_Short problem 1_. List every label that opens a consideration in the extract on model performance below.
_Short problem 2_. Pick up the extract on model performance after its final sentence and continue it.

* Start Extract *

There are some important considerations to take into account:

Small (k): A small (k) value implies that the prediction for a data point is heavily influenced by its immediate neighbors. This makes the model sensitive to local variations in the training data, which might not generalize well to unseen data.
Total Accuracy: The total accuracy across all targets is reported around 50%, which is the average of the accuracies for the three target variables. This value suggests that the model is performing slightly better than random chance.
Generalization Concerns: While the model might perform quite well on the training sets, the real test lies in its ability to generalize to unseen data. The model’s performance on the test sets should be carefully examined to assess its effectiveness in predicting stock values for different time horizons.

* End Extract *
* Start Supplied material *

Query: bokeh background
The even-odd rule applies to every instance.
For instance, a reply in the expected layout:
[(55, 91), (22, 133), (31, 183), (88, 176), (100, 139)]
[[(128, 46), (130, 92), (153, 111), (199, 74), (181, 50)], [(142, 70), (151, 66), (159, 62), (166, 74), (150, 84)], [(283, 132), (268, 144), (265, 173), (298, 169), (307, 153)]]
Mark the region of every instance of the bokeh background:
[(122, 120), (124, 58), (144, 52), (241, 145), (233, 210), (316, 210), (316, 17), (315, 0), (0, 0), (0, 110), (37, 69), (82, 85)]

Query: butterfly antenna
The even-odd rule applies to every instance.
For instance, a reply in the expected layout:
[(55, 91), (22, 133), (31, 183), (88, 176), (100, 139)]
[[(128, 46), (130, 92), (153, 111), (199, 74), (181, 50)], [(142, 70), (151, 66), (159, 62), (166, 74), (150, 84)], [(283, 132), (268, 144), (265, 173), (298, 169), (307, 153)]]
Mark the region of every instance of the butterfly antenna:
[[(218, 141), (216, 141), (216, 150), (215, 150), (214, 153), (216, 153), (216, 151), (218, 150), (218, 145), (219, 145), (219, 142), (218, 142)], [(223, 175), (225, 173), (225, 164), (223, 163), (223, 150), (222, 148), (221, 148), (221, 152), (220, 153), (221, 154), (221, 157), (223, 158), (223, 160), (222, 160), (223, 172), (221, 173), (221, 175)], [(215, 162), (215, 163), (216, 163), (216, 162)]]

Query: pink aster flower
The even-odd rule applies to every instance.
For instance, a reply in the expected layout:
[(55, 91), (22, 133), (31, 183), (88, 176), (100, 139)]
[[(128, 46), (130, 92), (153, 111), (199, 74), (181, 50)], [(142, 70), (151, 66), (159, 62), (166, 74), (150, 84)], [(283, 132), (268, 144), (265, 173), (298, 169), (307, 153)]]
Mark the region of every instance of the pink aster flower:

* End Supplied material *

_Expected answer 1_. Small (k), Total Accuracy, Generalization Concerns

_Expected answer 2_.
Logistic Regression#

In this section, we explore the training process of Logistic Regression for the stock prediction problem, aiming to analyze its outcomes. Logistic Regression is a well-established algorithm for binary classification tasks, making it suitable for predicting whether users should buy or avoid stocks.

# Define datasets
datasets = [(X_train_1_scaled, Y_train_1, X_valid_1_scaled, Y_valid_1, X_test_1_scaled, Y_test_1),
            (X_train_2_scaled, Y_train_2, X_valid_2_scaled, Y_valid_2, X_test_2_scaled, Y_test_2),
            (X_train_3_scaled, Y_train_3, X_valid_3_scaled, Y_valid_3, X_test_3_scaled, Y_test_3)]

sum = 0

# Loop through datasets
for i, (X_train, Y_train, X_valid, Y_valid, X_test, Y_test) in enumerate(datasets):

    # Train
    lr = LogisticRegression(max_iter=1500)
    lr.fit(X_train, Y_train)
    train_acc = accuracy_score(y_true=Y_train, y_pred=lr.predict(X_train))
    valid_acc = accuracy_score(y_true=Y_valid, y_pred=lr.predict(X_valid))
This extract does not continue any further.